Short exercise A: Please begin at the line of the listing that has "this form: (189,67).", stop after the listing's final line, swap "Target" for "Query" throughout, and return those lines with nothing else altered.

Text shown:
************

Senior Market Analyst at Ebury, Chartered Financial Analyst. Providing expert currency analysis so small and mid-sized businesses can effectively navigate international markets.

Most currencies have traded within relatively narrow ranges during the bank holiday shortened week so far, as investors await major central bank meetings in the coming days.

T
he Federal Reserve will kick things off on Wednesday evening by announcing its latest policy decision. Expectations are high heading into the May FOMC meeting, which is expected to deliver the Fed’s first 50 basis point interest rate hike in more than two decades. Speaking during an IMF panel of central bankers last month, FOMC chair Jerome Powell stressed that it was ‘absolutely essential’ to restore price stability, and that rates would need to be raised ‘expeditiously’ in order for the bank to reach its goals. Markets have subsequently ramped up bets in favour of an aggressive pace of US hikes this year, with fed fund futures now pricing in more than 250 basis points of tightening by year-end.

************

Short exercise B: In the currency analysis, what size of interest rate hike is the May FOMC meeting expected to deliver?

Material supplied:
************

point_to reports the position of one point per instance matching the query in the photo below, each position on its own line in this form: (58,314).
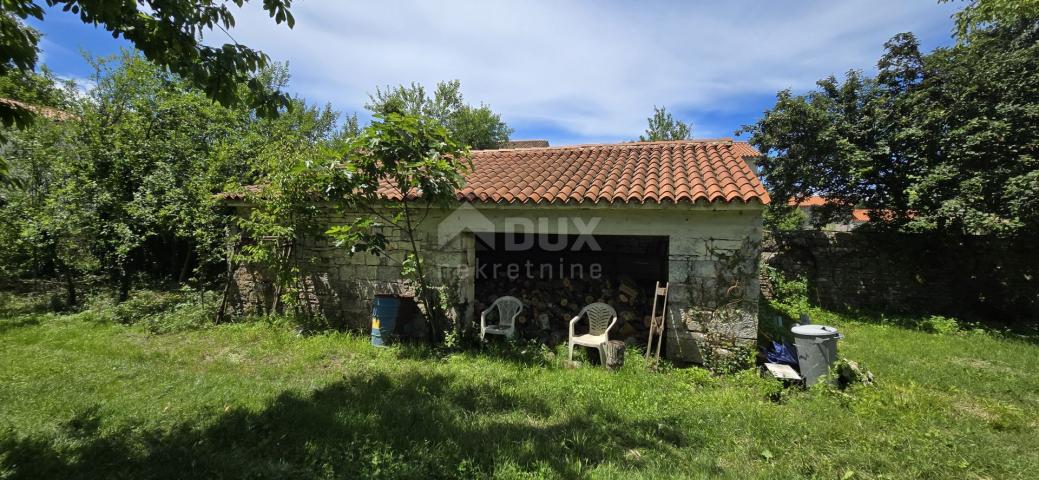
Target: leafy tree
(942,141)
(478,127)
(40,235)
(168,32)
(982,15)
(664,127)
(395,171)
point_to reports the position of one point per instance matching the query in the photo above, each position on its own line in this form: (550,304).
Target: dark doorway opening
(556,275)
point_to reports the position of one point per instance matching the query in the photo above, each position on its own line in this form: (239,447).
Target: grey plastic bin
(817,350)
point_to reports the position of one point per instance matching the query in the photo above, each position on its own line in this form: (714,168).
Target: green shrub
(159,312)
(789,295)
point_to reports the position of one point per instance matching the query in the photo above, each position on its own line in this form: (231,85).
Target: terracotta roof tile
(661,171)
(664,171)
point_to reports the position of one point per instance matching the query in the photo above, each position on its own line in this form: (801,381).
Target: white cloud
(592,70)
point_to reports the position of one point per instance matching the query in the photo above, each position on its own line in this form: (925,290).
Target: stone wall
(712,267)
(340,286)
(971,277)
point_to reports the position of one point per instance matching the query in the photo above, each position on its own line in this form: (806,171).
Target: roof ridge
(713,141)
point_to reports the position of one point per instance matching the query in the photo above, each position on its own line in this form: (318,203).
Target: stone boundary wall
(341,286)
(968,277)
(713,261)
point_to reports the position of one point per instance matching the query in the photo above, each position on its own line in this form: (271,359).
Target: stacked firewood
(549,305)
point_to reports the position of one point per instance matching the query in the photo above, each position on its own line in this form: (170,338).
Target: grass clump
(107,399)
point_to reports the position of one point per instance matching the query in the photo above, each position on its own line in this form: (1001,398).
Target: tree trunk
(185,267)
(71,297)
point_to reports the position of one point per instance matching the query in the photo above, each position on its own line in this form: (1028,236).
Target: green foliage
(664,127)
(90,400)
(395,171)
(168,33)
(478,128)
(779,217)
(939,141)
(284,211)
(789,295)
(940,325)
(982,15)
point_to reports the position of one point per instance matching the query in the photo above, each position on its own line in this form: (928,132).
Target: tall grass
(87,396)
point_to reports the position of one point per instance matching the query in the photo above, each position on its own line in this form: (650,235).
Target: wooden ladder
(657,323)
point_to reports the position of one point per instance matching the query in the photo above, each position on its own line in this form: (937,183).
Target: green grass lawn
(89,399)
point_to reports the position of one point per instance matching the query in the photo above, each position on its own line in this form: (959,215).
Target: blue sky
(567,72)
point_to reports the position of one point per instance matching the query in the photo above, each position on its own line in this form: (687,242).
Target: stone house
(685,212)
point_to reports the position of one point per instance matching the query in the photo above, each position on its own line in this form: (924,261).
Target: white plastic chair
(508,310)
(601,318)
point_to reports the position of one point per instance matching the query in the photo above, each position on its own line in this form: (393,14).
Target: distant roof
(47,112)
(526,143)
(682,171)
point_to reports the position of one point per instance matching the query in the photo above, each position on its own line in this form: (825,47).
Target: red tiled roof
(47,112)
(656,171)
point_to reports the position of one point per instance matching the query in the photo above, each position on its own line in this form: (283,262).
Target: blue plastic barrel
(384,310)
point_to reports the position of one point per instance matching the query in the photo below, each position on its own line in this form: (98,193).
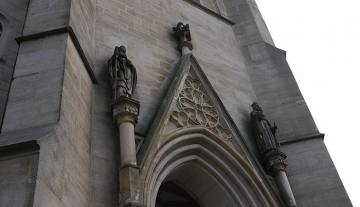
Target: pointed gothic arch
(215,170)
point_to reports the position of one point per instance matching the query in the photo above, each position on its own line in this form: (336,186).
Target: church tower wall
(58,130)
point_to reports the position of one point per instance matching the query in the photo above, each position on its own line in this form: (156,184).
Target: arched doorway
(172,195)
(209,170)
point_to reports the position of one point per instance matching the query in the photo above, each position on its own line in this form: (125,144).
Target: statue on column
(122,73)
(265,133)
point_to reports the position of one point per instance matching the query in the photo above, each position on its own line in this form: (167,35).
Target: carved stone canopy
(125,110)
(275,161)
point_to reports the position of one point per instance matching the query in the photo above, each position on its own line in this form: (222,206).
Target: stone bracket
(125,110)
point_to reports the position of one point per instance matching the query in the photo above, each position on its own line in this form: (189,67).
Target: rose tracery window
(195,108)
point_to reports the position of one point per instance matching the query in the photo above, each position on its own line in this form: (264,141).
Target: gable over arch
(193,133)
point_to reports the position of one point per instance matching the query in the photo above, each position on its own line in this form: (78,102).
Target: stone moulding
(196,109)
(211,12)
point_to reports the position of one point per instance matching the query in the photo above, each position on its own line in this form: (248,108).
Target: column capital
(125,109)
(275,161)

************

Worked solution A:
point_to reports the position of one point per instance matching the query in the photo above, each position on its own line in this form: (189,67).
Query: rose tracery window
(195,108)
point_to reports the position of one point per instance matching the query in the photo above, each position on its own line in this form: (264,141).
Query: gable over arch
(193,133)
point_to reports the position of one point per instance matching the query in the photo above, each position on its own line in this form: (78,102).
Query: stone moulding
(196,109)
(211,12)
point_to reports the position of one point per instance matching the query in the photo above, each position on its own line in this form: (248,108).
Query: column capital
(125,109)
(275,161)

Worked solution B: A 50 basis point hike, the Fed's first in more than two decades.